Data section:

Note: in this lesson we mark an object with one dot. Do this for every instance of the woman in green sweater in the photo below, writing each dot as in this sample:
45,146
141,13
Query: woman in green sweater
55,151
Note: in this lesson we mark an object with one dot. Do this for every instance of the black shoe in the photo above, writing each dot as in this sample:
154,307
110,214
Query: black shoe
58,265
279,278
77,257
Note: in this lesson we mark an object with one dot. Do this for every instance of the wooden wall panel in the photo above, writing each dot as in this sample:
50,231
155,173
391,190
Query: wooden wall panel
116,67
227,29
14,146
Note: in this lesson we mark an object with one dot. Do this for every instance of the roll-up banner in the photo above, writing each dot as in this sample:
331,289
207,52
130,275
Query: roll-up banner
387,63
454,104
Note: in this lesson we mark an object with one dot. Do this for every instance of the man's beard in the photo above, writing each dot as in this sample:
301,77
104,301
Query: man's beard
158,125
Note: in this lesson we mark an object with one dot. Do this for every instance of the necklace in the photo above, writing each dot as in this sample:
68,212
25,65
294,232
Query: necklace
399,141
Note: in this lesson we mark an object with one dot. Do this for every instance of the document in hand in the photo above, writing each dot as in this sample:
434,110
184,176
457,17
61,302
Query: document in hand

Task goal:
All the data must be duplicated exactly, with nothing added or removed.

Complete response:
Note: in this lesson we mark an object with one dot. Do this for every instance of the woman in green sweater in the photo below, writing each dot as in this sample:
45,146
141,13
Query: woman in green sweater
55,151
Note: in this lesson we mark an object with one dot. Do this for every instance of the black shoe in the photo above, writing each dot as in this sample:
154,307
110,214
Query: black shoe
58,265
279,278
77,257
Note: in this lesson we mark an object with one dot. Do this for every instance of the wooden wall panel in the photo above, writing each dot as in this sample:
50,231
155,173
391,190
Query: wooden wall panel
116,67
227,29
14,146
Note: in this lesson we mark an object with one dot. Do this for every instance of the roll-up banner in the photo above, writing each dot as in this sample:
331,289
207,52
130,275
Query: roll-up banner
387,63
454,104
Note: in this lesson we mark an object with one dot. Do this for every instance of the man's beard in the photo above, writing each dot as in this sample:
301,77
104,301
Query: man's beard
158,125
Note: in this lesson we mark an object with one dot. Do this for every instance of the necklace in the photo above, writing each dot as in this sample:
68,212
25,65
294,232
Query: necklace
399,141
Note: in this lesson we mark an object with one dot. Do this for every instance of the document in hand in the photo above, writing each dot as in this sample:
434,110
184,176
457,17
61,302
Query: document in hand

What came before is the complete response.